_Problem 1_
Which people are named in the interview transcript?
_Problem 2_
Pick up the interview transcript after its last line and carry it forward.

_Reading text_
=-=-=-=-=

MARGARET BRENNAN: The White House has this Council of Economic Advisers and put out a report saying that greater availability right now of dock workers and truck drivers accounted for 86% of the reduction of inflation since 2022. How much is the supply of workers affecting prices? And- and is this a sign that this high degree of immigration is really impacting inflation too?

KASHKARI: Well, there's no question: the big inflation that we saw over the last few years, a lot of it was driven by disruptions in supply. There's no- not enough workers, as well as supply chains getting disrupted. Many of those things have gotten a lot better. Workers have come back, as you just indicated, a lot of immigration, that's helped fill a lot of the jobs that have been open. Those have, on the margin, helped to bring down inflation. Now the net effect of immigration long run, you know, obviously, immigrants, they work hard, they contribute to our economy, they also need a place to live, they also need a place to- they also eat. So they also have demand for services and goods. So what the net effect on inflation is over the long run is a little bit harder to judge. But I think right now, the fact that many Americans are coming back to work and taking jobs that need to be filled, that's really helping our economy get back on track. And so we just have to finish the job. We're at around- around the 3% inflation rate right now, we got to bring it all the way back down to our 2% target.

MARGARET BRENNAN: I know that the Fed is apolitical. But we're in an election year and the economy and inflation are top of mind for a lot of people. You mentioned the impact on housing. Senate Democrats like Elizabeth Warren wrote a letter to Chair Powell about the housing shortage and urged him to cut interest rates because, she was arguing, higher borrowing costs are discouraging people from building new homes. On the other side of the political aisle- aisle, you have the Republican presidential candidate Donald Trump complaining about high mortgage rates and connecting it to migrants. Are you concerned here that elected officials are really politicizing the Fed?

=-=-=-=-=

_Data for analysis_

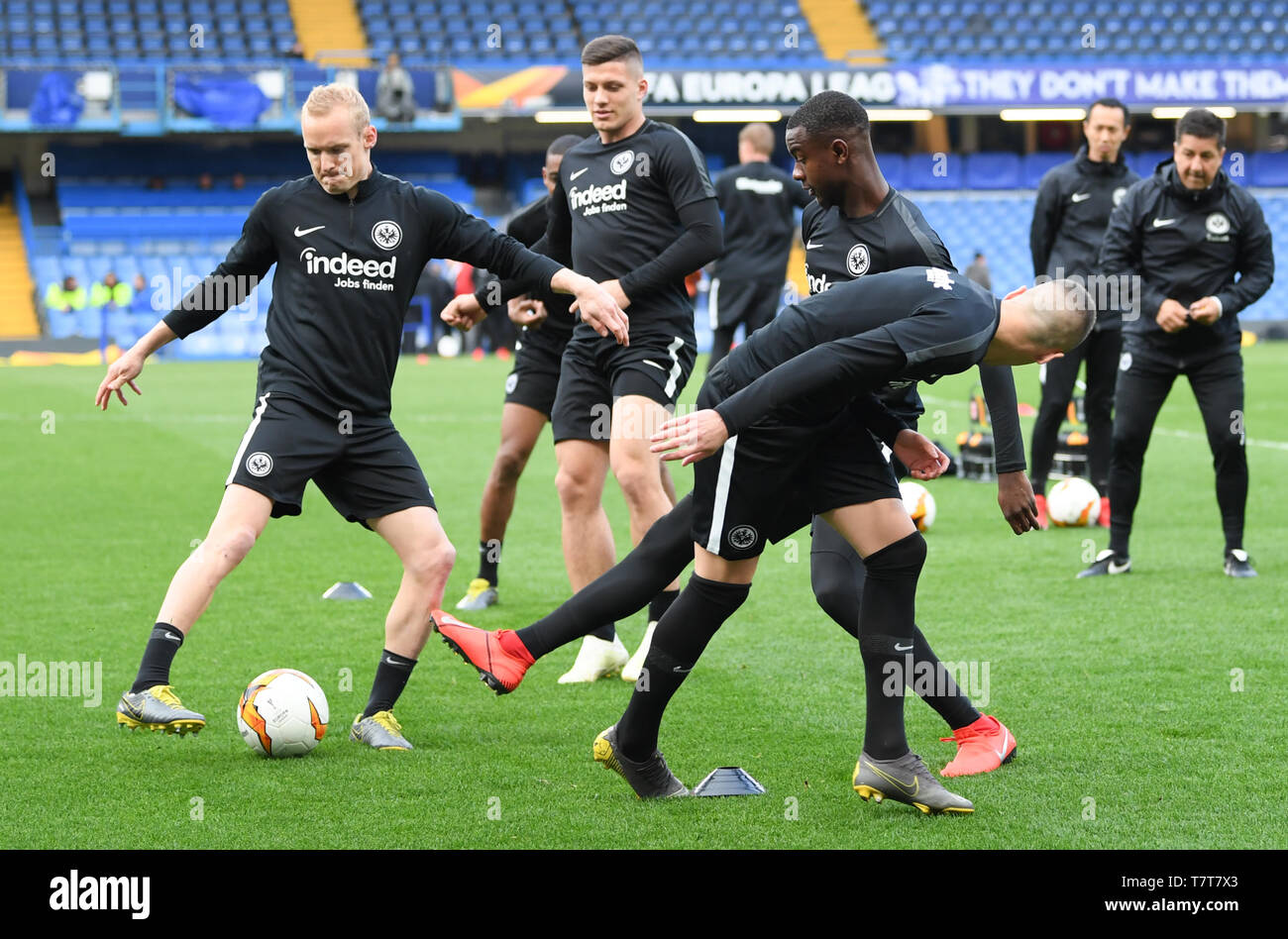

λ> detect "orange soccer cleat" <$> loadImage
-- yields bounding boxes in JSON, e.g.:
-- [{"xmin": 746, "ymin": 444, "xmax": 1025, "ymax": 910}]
[
  {"xmin": 430, "ymin": 609, "xmax": 536, "ymax": 694},
  {"xmin": 940, "ymin": 713, "xmax": 1015, "ymax": 777}
]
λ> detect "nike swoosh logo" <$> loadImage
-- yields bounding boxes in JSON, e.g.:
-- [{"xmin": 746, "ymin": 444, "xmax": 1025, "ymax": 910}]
[
  {"xmin": 868, "ymin": 763, "xmax": 921, "ymax": 796},
  {"xmin": 993, "ymin": 730, "xmax": 1012, "ymax": 760}
]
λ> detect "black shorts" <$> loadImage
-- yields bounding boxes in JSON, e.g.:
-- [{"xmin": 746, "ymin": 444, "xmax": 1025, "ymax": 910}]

=-=-=-=-=

_Response area 1_
- Margaret Brennan
- Kashkari
- Elizabeth Warren
- Chair Powell
- Donald Trump

_Response area 2_
KASHKARI: Well, I- you know, people criticize us all the time, the best thing we can do when the political winds blow is to focus on our dual mandate goals, that's stable prices and maximum employment. You know, Chair Powell was asked the same question about housing in his press conference, and he was right to point out that we've had a shortage of housing for a decade or more. The best thing that the Federal Reserve can do is get inflation back down to target, and that will allow mortgage rates to go back down to normal levels. If we simply cut interest rates to try to support homeownership right now, that would probably push up the price of houses, and it actually wouldn't lead to any better affordability. The best thing we can do is do our jobs, get inflation back down to our target, and then hopefully, the supply side of the economy will- can step in to build the homes that Americans need.

MARGARET BRENNAN: I wonder your thoughts on what Treasury Secretary Yellen has talked about with her plan to have the largest economies in the G7 give a loan to Ukraine using the interest from the accounts that Russia has overseas, $280 billion worth of frozen assets. She's not touching those assets, but taking the interest. Do you have any concerns about that in terms of the impact on the banking system?

KASHKARI: I don't have concerns about the stability of the banking system and what that would do to large global banks. I think that is really a policy call for the executive branch and their allies around the world to decide. Ultimately, the- the dollar is the responsibility of the U.S. Treasury Department. And understanding how people would view the dollar, you know, given these types of moves, that's really for them to decide. From a banking stability perspective, I don't see any financial stability concerns that come to mind for me.

MARGARET BRENNAN: Oh, that's an interesting plan, and we're going to track that. Neel, always good to have your insights. We'll be right back.